Available data
__________________________________________________
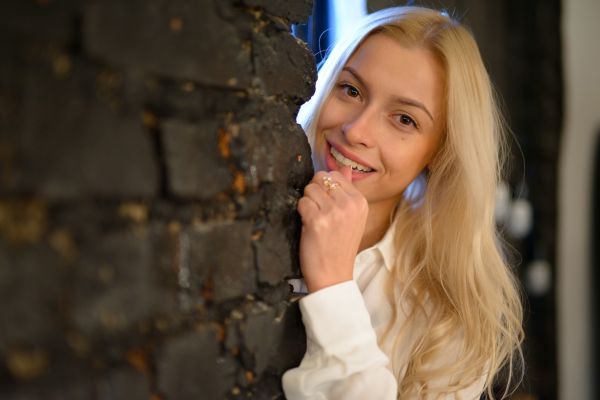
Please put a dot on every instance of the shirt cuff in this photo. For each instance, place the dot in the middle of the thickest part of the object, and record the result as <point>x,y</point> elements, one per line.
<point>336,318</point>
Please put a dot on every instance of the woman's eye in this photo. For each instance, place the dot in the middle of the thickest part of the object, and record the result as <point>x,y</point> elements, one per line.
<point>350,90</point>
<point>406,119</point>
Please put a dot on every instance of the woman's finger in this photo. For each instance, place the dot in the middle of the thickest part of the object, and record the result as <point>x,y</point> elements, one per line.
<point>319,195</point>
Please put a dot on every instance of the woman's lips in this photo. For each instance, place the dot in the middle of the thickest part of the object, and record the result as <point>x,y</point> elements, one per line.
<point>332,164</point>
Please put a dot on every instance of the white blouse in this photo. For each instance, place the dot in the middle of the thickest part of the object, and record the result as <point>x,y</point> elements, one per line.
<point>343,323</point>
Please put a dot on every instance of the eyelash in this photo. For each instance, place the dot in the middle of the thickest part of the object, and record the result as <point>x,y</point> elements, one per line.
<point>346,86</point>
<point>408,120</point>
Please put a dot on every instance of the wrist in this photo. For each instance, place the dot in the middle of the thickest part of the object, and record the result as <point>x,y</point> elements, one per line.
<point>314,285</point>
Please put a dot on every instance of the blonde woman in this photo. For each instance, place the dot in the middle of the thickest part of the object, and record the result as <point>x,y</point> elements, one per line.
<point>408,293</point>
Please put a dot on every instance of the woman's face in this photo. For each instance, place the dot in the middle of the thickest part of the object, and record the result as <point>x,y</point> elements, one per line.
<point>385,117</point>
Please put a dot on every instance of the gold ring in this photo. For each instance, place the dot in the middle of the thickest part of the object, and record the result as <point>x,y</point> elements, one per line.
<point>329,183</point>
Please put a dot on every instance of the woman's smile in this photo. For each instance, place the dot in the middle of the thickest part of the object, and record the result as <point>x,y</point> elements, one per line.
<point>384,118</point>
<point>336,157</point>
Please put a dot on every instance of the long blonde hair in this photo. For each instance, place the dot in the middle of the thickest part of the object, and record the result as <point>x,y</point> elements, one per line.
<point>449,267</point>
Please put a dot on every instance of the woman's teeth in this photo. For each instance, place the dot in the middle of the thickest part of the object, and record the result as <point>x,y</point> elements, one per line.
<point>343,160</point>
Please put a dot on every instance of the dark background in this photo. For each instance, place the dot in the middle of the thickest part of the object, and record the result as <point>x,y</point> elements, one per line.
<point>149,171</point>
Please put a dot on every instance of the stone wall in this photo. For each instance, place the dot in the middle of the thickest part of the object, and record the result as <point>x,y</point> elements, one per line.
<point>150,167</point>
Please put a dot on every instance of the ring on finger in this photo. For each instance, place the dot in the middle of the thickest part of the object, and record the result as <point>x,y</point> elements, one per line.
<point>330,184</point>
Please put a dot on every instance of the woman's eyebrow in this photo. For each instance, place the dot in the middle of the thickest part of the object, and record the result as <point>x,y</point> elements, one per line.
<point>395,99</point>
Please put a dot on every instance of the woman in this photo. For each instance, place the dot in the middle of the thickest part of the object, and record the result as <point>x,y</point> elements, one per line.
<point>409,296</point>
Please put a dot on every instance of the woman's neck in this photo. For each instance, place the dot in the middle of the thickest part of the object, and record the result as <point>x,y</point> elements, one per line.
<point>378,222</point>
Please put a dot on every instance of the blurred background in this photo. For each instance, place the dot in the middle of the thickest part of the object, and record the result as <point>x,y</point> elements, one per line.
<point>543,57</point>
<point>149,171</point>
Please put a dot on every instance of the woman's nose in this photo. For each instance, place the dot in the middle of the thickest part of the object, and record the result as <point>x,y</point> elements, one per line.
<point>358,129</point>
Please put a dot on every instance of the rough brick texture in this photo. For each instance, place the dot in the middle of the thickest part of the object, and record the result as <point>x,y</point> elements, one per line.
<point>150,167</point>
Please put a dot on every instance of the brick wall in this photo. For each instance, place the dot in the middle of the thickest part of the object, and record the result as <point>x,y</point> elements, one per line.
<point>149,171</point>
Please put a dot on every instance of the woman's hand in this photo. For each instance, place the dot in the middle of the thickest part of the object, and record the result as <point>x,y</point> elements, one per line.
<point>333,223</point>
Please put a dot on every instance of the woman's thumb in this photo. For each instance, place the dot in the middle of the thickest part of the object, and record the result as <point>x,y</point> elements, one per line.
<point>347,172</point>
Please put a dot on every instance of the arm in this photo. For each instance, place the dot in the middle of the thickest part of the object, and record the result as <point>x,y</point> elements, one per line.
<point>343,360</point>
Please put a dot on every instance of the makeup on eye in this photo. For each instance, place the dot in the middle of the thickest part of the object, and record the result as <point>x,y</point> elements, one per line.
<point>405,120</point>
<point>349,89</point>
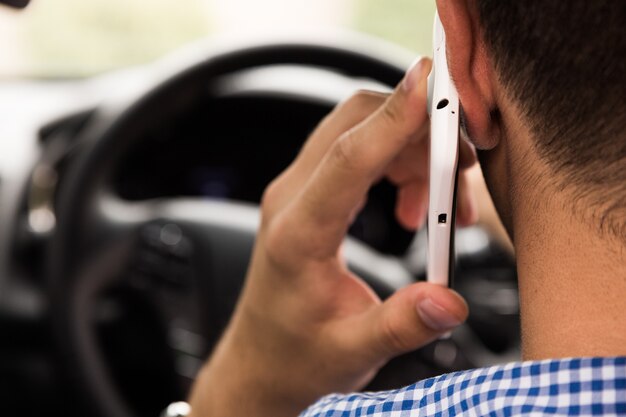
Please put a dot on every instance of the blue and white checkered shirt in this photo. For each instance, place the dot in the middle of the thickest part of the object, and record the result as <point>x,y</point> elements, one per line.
__________________________________________________
Challenge
Reproduce every one of the lines above verbatim, from the first to the last, and omit the pictures from your answer.

Task answer
Please put a dot on every instance of the shirt cuff in this photo. For each instance, place the dot in the middle of the thickest part of the object, and record the result as <point>x,y</point> elements, one per line.
<point>336,318</point>
Please put a dot on every instance of the woman's eye in this photo. For each instance, place the dot in the middle of the thickest part of the object, and record the result as <point>x,y</point> elements, one per line.
<point>350,90</point>
<point>406,119</point>
Please put a dot on every instance of the woman's finger in this photo. For each instance, place the dot in the middle of the thickest part of the object, and record the result as <point>x,y</point> elements, one per line.
<point>319,195</point>
Please put a dot on every instance of the woman's lips in this photo. For each instance, place the dot in the middle of the thickest part of the object, and record the result as <point>x,y</point> elements, one per line.
<point>332,164</point>
Please put a dot on every instance of the white blouse in this photo. For each instance, place the dot in the middle of the thickest part of the object, and record the result as <point>x,y</point> elements, one per line.
<point>343,323</point>
Please put a dot on every instance of the eyelash in this photo. For each instance, place the dot in the middle of the thickest part of the object, and record the result as <point>x,y</point> elements, one per line.
<point>346,86</point>
<point>408,120</point>
Please put a dot on every instance of the wrist in this photo. For each instance, place the dot in the middle of the thickest part of the object, and record the result as <point>x,y</point> elements, one per line.
<point>314,285</point>
Please put a dot on every instance of the blonde woman in this photo. For each instance, place the dot in the middle of the thickest part of the object, and record the result as <point>x,y</point> elements, one per line.
<point>408,293</point>
Please put a dot on every instance of the woman's face in this photo. For each instance, place the dot in the middle of the thickest part of the object, and record the result as <point>x,y</point> elements, one per line.
<point>385,117</point>
Please put a dot on every instance of the gold ring in this photo. For each instance, place the dot in the middle of the thickest part of the object, and record the result as <point>x,y</point> elements, one per line.
<point>329,183</point>
Please put a dot on every instance of the woman's smile in this photo. For each instance, place the dot in the middle of the thickest part of the object, and record the result as <point>x,y</point> elements, one per line.
<point>384,118</point>
<point>336,157</point>
Please put a dot on every instance of the long blonde hair in this photo. For each instance, place the dot in the middle of the thickest part of the object, and record the result as <point>x,y</point> elements, one per line.
<point>449,267</point>
Please put a dot on every instance of the woman's teeth in this photo. For each instance, place the dot in the middle of the thickest part of the object, and record the result as <point>x,y</point> elements, one per line.
<point>343,160</point>
Please put a dot on every instance of the dark background in this photo. For each instance, place the dot in the middle of the thickest part of the object, and record the result as <point>x,y</point> elements, one per line.
<point>149,171</point>
Please put a dot on every instance of the stone wall in this photo. For each instance, place the dot in the middle of the thickest part of the object, and record the result as <point>x,y</point> elements, one per line.
<point>150,167</point>
Please put a dot on every instance of the ring on finger in this photo. For each instance, place the dot in the middle of the thickest part of the object, and record the result as <point>x,y</point> elements, one per line.
<point>330,184</point>
Please put a dot on every instance of the woman's eyebrow in this photo. For each instance, place the dot in the middle of the thickest part of the object, and record the result as <point>x,y</point> elements, one per line.
<point>395,99</point>
Please put a dot on every instance of the woman in this photo. For each instance, place the dot in the middle of the thickest part of the object, and record the result as <point>x,y</point> elements, one per line.
<point>409,296</point>
Please put a dot on every instance of the woman's neck in this photo. For each instance, place the dot in the middle of the thickest part of the object, and record the result as <point>x,y</point> elements, one per line.
<point>378,222</point>
Please put a dot on every instance of the blurred background in this photo. For each instance, place the dot in the middle of the thickest part of the object, and record the result as <point>x,y</point> elements, one per line.
<point>543,57</point>
<point>149,171</point>
Please put a dot on every instance of the woman's nose in this photo. For each instance, place the dot in the middle of the thickest part of the object, and record the result as <point>x,y</point> elements, one per line.
<point>358,129</point>
Please put a dot on every instance of the rough brick texture in this photo. For each instance, place the dot in the middle of the thickest part of the object, and record the result as <point>x,y</point> elements, one per line.
<point>150,167</point>
Please put a dot on every instance of the brick wall in this photo. For each instance, place the dot in the middle of the thickest part of the object, and record the result as <point>x,y</point> elements, one per line.
<point>149,171</point>
Please put a dot on every instance of the woman's hand in this photo. For each instance, place the dot in the middle of the thickest part of the object, and record the result as <point>x,y</point> elements, one per line.
<point>333,223</point>
Please put a dot on every instance of the woman's thumb in this photo. For each instance, place the dot in the middle of the thickest part of the object, and record the result as <point>x,y</point> elements, one per line.
<point>347,172</point>
Please put a dot on every instance of the arm in this photo. For each instance, place the dot in the middle of the thickest part of the object, and record the result as <point>x,y</point> elements, one per line.
<point>343,360</point>
Please put a dot on every instance of the makeup on eye in this photo. For each instance, place the dot in the middle of the thickest part of the object, and record the result as <point>x,y</point> elements, one per line.
<point>405,120</point>
<point>349,89</point>
Please put a dot on every instance of the blue and white checkered shirt in this photo. For each instance, place the dot in the middle of the thickest part of the object, and record the result as <point>x,y</point> elements, one per line.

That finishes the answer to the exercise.